REQUIRED WORK:
**1)** Duplicate the passage of the parental guidance text from "The BIAP recommends" up to and including "isolated deafness.".
**2)** Pick up the parental guidance text where it stops and continue it.

SELECTED TEXT:

= = = = =

Parental guidance in the case
of children
with multiple disabilities and
hearing impairment
“In its beginnings, a story strewn with uncertainties, a story alternating between hope and anxiety.
In bearing the unbearable, time must be tamed, separated, and reduced to a comforting present.
Still too much is unknown, too many possibilities fade, too many impossibilities are blurred ;
Each day marks more deeply the reality of the wound, every progress is marred by its imperfections and shows its limits even as it blossoms.
A strange dialectic to be lived one day at a time.”
“The making of Fabrice”, by Suzanne Mollo
(mother of Fabrice, a child suffering
from
cerebral palsy, sociologist)
The discovery of a hearing impairment, whether central or peripheral, in a child with another disability, or the discovery of a disability related to known deafness will revive the parents’ suffering and anxiety and place professionals in a very difficult position.
The diagnosis (and so the project) can only be established progressively. What are the deficiencies and the potentialities ? All this being modulated by the great unknown of the neuron plasticity possibilities.
This potential plasticity will justify carrying out in parallel the diagnostic procedure and early educational back-up. The medical assessment will take place progressively and the diagnosis (or syndrome label) will be announced or made official much later.
In order to ensure the complementarity of all the tools available, the
peripheral and/or central hearing defect will always have to be taken into
consideration whatever the related handicap or handicaps.
Specificity of multiple handicaps :
The team called upon to care for the child is generally informal. Each one of the specialists, whether doctors (paediatrician, neuropaediatrician, ENT, audio-phonologist, physical re-educationist, ophthalmologist, psychiatrist, genetician, …) or psychologists, medical auxiliaries (physiotherapist, psychometrician, speech therapist, hearing aid specialist), tutors or teachers, plays his/her part in turn.
The BIAP recommends the “sensitisation” of all professionals likely
to be involved with the child, for their observations, exactly like the
parents’, are of primary importance in the detection of hearing and/or
visual sensorial disorders in the child with multiple disabilities.
The same is true for the detection of disorders related to an apparently
isolated deafness.

= = = = =

STORED DATA:
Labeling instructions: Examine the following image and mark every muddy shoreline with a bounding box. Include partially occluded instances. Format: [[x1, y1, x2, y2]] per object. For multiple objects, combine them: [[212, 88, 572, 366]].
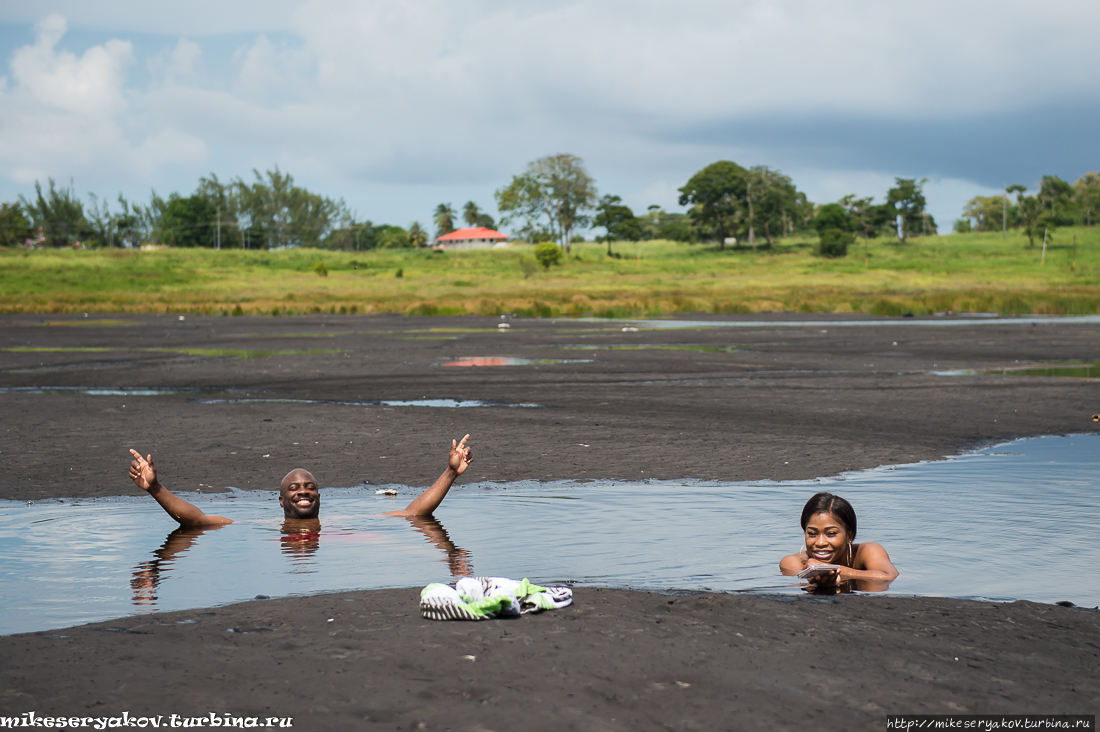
[[0, 315, 1100, 730]]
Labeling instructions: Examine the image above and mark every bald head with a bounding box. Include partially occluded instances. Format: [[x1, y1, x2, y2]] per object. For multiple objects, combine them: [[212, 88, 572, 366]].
[[278, 468, 321, 518]]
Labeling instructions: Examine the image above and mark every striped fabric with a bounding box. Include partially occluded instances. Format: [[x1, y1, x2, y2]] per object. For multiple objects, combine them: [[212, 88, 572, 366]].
[[420, 577, 573, 620]]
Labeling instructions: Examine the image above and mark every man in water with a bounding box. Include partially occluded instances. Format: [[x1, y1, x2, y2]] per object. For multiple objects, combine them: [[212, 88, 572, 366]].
[[130, 435, 474, 526]]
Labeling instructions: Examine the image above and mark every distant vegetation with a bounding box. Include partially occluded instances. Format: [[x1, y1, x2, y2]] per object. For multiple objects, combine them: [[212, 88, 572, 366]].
[[0, 226, 1100, 317], [0, 155, 1100, 316]]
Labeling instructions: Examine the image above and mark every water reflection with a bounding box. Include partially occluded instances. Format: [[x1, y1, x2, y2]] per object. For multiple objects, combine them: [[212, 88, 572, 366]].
[[278, 518, 321, 573], [130, 516, 473, 612], [802, 578, 893, 594], [130, 525, 226, 612], [405, 515, 474, 577]]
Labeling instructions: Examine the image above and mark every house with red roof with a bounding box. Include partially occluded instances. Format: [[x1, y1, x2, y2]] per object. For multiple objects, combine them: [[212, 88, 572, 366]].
[[436, 227, 510, 249]]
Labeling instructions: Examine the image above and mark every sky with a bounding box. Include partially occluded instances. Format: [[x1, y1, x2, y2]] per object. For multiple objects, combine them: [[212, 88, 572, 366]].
[[0, 0, 1100, 233]]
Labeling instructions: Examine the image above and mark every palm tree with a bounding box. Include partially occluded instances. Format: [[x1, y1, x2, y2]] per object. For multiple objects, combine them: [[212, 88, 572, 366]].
[[432, 204, 454, 239], [409, 221, 428, 247], [462, 200, 482, 227]]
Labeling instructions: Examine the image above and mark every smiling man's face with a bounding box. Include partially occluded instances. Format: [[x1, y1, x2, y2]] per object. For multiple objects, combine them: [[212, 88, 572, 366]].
[[278, 468, 321, 518]]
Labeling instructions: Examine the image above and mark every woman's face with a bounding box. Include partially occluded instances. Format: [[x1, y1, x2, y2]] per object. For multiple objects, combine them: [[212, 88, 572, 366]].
[[806, 513, 851, 565]]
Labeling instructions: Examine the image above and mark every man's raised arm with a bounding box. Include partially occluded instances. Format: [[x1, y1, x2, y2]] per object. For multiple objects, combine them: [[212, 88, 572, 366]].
[[130, 449, 232, 526], [386, 435, 474, 516]]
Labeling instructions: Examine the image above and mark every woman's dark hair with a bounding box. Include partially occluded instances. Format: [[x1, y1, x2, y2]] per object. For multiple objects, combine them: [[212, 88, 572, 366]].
[[802, 493, 856, 538]]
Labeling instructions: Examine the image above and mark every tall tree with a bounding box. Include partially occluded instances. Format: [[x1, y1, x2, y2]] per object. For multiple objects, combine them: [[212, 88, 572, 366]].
[[462, 200, 481, 227], [495, 155, 596, 252], [409, 221, 428, 247], [592, 194, 641, 256], [19, 178, 87, 247], [1038, 175, 1076, 226], [195, 173, 242, 249], [462, 200, 496, 229], [887, 178, 936, 243], [1074, 171, 1100, 226], [0, 204, 31, 247], [431, 201, 455, 239], [161, 194, 217, 247], [746, 165, 805, 248], [1016, 196, 1043, 249], [680, 161, 748, 249], [963, 195, 1015, 231]]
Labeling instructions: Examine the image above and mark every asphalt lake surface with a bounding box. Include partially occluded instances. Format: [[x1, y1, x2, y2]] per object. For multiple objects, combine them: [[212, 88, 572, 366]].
[[0, 435, 1100, 634]]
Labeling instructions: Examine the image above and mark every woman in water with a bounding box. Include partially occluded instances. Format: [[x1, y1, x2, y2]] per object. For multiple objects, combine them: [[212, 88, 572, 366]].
[[779, 493, 898, 589]]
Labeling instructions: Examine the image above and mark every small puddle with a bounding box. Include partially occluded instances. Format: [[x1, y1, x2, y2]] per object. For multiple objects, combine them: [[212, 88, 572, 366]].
[[190, 397, 546, 408], [0, 434, 1100, 634], [930, 361, 1100, 379], [0, 386, 226, 396], [21, 318, 141, 328], [142, 348, 347, 359], [439, 356, 595, 367], [548, 343, 743, 353], [0, 346, 347, 359], [0, 346, 119, 353]]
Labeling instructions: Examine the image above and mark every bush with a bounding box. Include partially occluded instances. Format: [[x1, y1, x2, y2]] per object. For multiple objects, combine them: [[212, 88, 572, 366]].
[[817, 229, 856, 256], [535, 241, 562, 270]]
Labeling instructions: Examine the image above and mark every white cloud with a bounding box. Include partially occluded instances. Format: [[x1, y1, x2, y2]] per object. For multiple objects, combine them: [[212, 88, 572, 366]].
[[0, 14, 205, 185]]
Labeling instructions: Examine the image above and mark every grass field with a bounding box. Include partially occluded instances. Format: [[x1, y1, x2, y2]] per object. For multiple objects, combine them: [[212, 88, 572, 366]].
[[0, 227, 1100, 317]]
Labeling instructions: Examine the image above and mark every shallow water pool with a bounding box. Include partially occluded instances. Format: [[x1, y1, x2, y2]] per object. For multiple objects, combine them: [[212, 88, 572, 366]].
[[0, 435, 1100, 633]]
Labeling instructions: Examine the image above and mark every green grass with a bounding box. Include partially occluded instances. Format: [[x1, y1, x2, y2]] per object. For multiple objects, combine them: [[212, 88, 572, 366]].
[[0, 227, 1100, 317]]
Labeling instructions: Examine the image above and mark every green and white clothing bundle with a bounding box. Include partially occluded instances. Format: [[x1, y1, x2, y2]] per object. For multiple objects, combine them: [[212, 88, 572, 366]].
[[420, 577, 573, 620]]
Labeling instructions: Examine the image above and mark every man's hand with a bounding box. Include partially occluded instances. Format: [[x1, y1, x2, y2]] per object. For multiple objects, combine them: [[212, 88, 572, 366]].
[[130, 440, 159, 491], [446, 435, 474, 480]]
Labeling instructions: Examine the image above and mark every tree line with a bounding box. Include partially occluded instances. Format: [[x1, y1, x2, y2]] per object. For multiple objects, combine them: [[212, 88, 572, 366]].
[[496, 155, 936, 255], [0, 167, 446, 250], [955, 171, 1100, 247], [0, 154, 1100, 256]]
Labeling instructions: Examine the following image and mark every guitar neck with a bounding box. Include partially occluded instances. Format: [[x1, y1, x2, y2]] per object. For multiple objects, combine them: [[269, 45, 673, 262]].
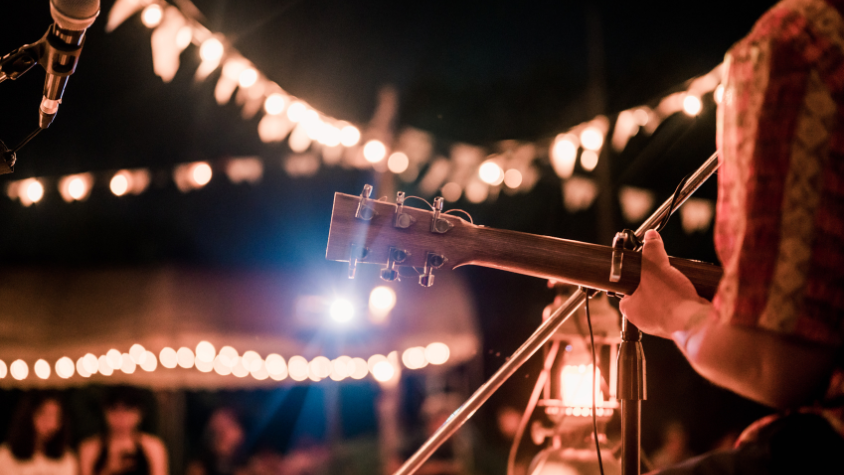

= = = = =

ANSWERS PROVIDED:
**1)**
The BIAP recommends the “sensitisation” of all professionals likely
to be involved with the child, for their observations, exactly like the
parents’, are of primary importance in the detection of hearing and/or
visual sensorial disorders in the child with multiple disabilities.
The same is true for the detection of disorders related to an apparently
isolated deafness.

**2)**
The BIAP recommends :
- continuous training for the professionals concerned
- early multidisciplinary care
- pooling of knowledge on rare disabilities and possible complications
- collaboration aiming at coherence within the team and the project for the child
- early parental guidance for “sensitising” parents to their child’s capabilities
(see recommendation 25-1).
The project must be elaborated together with the parents and take
their priorities into account. This partnership should be based on
their fundamental wishes, according to the results of the most precise,
in-depth assessments possible – neurological, psychological and neuro-psychological
– with, in particular, detection of “emergences”. Remedial treatment
is possible only if the basic, positive elements of the assessment have
been precisely identified.
The BIAP insists on the need to listen to the families, who are privileged observers of the child’s daily behaviour, and to accompany them in their questionings or anxieties in order to avoid “nomadism”, “diagnostic wanderings” or unjustified or inadapted therapies.
Announcing the suspicion, then the diagnosis, must be done tactfully.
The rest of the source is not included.